• _JOB_: Copy out every line of the entries below, requests included, and shift each bounding-box coordinate in the answers by -135. Leave the pictures out of your copy.

• _SUPPLIED MATERIAL_:
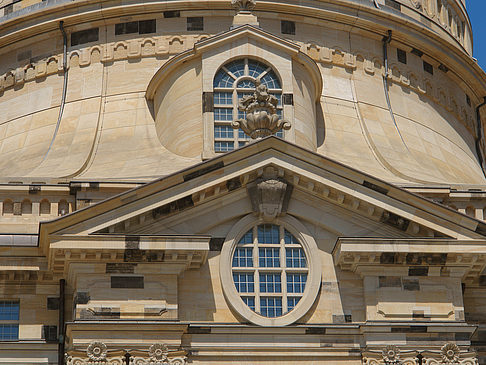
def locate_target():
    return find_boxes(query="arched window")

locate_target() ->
[39,199,51,215]
[213,58,283,152]
[220,215,322,326]
[232,224,308,318]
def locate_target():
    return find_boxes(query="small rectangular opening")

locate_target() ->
[280,20,295,35]
[138,19,157,34]
[71,28,100,46]
[164,10,181,18]
[424,61,434,75]
[187,16,204,31]
[411,48,424,57]
[111,276,144,289]
[397,48,407,64]
[115,22,138,35]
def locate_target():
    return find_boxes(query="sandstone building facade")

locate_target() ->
[0,0,486,365]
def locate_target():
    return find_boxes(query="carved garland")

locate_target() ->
[363,343,479,365]
[65,341,187,365]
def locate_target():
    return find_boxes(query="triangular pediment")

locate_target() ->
[40,137,486,253]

• _RESPONSE TO THE EXERCISE_:
def locate_target():
    return find_boxes(query="arched window")

locate_target() ->
[-96,64,-84,80]
[78,-77,148,17]
[85,80,187,191]
[97,89,173,183]
def locate_target():
    return find_boxes(query="small rectangular opening")

locate_target() ->
[145,-115,160,-100]
[3,-116,22,-101]
[-64,-107,-35,-89]
[29,-125,46,-117]
[289,-74,299,-60]
[52,-119,69,-104]
[276,-87,289,-78]
[-24,141,9,154]
[262,-87,272,-71]
[-20,-113,3,-100]
def locate_target():
    return find_boxes(query="sandstone building facade")

locate_target() ->
[-135,-135,351,230]
def locate_target():
    return find_boxes(query="carved garland")

locate_target() ->
[228,208,344,230]
[-70,206,52,230]
def locate_target():
    return find_boxes(query="triangular pediment")

locate_target() ->
[-95,2,351,118]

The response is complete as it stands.